= Beginning of Section =

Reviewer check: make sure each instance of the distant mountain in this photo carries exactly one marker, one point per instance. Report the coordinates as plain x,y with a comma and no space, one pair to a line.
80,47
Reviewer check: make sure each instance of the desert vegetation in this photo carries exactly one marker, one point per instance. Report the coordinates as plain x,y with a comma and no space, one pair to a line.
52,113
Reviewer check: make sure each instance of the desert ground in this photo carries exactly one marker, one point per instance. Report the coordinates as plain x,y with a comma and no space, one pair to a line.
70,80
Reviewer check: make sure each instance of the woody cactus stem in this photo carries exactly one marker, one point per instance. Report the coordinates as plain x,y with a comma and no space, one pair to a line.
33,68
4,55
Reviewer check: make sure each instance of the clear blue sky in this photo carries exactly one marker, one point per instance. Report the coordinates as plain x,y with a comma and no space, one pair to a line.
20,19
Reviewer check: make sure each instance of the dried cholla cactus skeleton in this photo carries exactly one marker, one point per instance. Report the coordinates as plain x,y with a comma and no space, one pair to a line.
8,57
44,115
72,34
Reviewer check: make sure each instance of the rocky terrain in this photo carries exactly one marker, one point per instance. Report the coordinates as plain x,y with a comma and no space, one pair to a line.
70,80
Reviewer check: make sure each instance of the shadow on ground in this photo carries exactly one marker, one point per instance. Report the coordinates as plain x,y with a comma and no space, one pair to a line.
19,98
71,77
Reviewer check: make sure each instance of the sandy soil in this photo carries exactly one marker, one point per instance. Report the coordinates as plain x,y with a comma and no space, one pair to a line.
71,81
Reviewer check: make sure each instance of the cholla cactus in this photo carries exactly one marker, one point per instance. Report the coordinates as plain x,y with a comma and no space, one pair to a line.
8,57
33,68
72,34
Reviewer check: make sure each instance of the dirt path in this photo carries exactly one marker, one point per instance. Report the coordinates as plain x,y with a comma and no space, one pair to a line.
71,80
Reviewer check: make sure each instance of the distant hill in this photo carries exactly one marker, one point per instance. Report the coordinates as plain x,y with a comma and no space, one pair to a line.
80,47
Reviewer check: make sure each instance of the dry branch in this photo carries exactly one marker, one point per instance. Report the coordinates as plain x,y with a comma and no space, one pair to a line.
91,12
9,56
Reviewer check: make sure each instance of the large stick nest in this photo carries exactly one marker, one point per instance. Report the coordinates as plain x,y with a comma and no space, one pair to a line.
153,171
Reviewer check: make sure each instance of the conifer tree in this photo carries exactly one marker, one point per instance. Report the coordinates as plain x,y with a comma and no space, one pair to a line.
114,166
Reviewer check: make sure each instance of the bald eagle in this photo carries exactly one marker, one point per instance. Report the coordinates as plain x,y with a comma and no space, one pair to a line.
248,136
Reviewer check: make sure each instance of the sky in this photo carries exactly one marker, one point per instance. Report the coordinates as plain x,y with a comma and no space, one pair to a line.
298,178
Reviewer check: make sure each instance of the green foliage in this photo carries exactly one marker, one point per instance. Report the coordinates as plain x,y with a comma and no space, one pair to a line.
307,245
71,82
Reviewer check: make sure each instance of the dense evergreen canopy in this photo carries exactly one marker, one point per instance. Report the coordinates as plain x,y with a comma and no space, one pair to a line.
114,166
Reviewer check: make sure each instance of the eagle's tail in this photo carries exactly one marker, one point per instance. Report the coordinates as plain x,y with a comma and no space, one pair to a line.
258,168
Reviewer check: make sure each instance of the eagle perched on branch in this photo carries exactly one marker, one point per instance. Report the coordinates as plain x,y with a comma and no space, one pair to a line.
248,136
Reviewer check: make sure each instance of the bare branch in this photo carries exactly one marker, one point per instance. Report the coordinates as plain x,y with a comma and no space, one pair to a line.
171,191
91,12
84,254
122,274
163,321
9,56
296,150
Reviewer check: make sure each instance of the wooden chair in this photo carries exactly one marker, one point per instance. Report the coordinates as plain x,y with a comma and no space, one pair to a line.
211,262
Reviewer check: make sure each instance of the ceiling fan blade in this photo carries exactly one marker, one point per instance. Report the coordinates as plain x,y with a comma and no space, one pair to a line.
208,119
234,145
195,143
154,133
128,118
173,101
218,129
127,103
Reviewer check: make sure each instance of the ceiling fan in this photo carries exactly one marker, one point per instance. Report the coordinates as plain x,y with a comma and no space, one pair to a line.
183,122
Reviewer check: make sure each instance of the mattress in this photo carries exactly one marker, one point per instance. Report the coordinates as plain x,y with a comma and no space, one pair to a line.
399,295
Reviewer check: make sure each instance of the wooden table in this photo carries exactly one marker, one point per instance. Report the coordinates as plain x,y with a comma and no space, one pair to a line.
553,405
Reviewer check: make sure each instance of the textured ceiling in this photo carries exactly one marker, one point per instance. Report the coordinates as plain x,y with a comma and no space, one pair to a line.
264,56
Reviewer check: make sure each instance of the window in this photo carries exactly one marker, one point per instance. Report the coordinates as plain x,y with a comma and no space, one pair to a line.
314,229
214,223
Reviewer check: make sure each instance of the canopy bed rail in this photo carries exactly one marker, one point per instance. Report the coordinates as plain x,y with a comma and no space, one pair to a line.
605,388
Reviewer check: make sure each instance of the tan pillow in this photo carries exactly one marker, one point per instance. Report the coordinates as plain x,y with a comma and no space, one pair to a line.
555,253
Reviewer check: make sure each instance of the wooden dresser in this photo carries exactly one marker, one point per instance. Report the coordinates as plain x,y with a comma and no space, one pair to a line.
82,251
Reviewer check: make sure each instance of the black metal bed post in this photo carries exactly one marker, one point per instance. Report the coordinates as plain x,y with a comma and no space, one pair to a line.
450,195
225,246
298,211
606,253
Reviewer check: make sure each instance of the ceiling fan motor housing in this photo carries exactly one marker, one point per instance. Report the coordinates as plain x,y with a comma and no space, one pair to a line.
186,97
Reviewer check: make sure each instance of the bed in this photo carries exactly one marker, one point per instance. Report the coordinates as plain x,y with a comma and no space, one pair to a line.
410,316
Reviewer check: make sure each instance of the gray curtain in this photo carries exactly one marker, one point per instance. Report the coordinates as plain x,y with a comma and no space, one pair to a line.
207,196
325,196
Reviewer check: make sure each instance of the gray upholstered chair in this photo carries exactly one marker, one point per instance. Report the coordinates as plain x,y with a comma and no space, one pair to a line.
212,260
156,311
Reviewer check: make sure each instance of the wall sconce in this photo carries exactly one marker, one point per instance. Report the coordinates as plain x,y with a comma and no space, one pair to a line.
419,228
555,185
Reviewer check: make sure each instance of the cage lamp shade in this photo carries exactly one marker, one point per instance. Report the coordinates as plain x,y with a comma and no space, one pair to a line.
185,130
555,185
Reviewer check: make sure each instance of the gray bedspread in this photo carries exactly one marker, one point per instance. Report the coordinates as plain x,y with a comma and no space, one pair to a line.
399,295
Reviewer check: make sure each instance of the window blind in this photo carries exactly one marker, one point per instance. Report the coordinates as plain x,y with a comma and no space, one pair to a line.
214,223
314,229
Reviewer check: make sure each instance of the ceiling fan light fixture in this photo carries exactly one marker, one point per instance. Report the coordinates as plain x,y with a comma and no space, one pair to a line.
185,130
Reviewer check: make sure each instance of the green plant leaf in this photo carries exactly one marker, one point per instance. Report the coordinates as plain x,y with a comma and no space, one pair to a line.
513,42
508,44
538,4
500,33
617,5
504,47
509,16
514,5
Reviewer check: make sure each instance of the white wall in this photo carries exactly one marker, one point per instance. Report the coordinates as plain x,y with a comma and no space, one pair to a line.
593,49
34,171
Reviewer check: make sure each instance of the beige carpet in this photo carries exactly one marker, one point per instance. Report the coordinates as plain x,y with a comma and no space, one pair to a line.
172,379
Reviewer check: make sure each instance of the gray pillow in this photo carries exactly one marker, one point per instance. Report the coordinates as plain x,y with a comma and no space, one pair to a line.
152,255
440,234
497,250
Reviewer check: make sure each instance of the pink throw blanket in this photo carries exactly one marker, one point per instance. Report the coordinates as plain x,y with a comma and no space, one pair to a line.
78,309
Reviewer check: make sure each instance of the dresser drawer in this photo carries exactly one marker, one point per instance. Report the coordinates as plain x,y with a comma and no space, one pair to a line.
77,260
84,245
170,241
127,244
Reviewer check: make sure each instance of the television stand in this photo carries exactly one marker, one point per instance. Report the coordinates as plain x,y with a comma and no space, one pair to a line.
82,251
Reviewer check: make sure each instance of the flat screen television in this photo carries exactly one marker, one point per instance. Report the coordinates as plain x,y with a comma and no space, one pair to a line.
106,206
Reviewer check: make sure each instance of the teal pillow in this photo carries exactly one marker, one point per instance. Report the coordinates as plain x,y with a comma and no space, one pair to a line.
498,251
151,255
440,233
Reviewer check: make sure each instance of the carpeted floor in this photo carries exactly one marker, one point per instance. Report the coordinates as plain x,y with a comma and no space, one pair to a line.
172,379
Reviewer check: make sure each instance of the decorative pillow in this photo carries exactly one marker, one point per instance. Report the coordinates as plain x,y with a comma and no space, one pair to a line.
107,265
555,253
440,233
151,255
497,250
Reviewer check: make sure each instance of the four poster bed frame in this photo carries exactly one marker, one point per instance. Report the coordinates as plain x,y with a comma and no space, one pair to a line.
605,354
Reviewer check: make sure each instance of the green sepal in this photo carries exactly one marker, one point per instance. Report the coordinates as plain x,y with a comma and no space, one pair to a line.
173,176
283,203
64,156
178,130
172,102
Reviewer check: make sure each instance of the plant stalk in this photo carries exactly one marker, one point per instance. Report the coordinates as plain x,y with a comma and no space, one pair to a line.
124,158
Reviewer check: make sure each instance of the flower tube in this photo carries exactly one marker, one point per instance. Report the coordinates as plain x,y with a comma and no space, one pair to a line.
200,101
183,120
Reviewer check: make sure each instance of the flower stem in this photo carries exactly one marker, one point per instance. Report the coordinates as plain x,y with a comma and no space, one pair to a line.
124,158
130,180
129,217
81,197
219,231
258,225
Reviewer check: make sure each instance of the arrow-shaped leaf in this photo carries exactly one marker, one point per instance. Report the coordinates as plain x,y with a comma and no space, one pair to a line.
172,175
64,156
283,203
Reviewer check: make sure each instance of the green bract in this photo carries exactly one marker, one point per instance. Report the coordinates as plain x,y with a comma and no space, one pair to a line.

= End of Section =

What you copy should begin at the line with "Reviewer check: make sure each instance of the flower stem" and end at the final line of the listing, each line exactly as it is.

Reviewer check: make sure each instance of the flower stem in this photo carries exactly one marker, one point per instance. Report the coordinates as plain x,y with a comma and no space, one pair to a line.
124,158
130,180
129,217
81,197
219,231
258,225
Reviewer check: make sure each instance of the arrow-shaped leaf in this photo carries exactly one marker, one point per instance. Report the coordinates as plain x,y with a comma and no space, one pair to a line.
172,175
64,156
283,203
Reviewer check: make sure each instance of the green bract in this photo carries exactly one marker, one point per instance. Report the coordinates as plain x,y with a comma and no space, one pair to a line.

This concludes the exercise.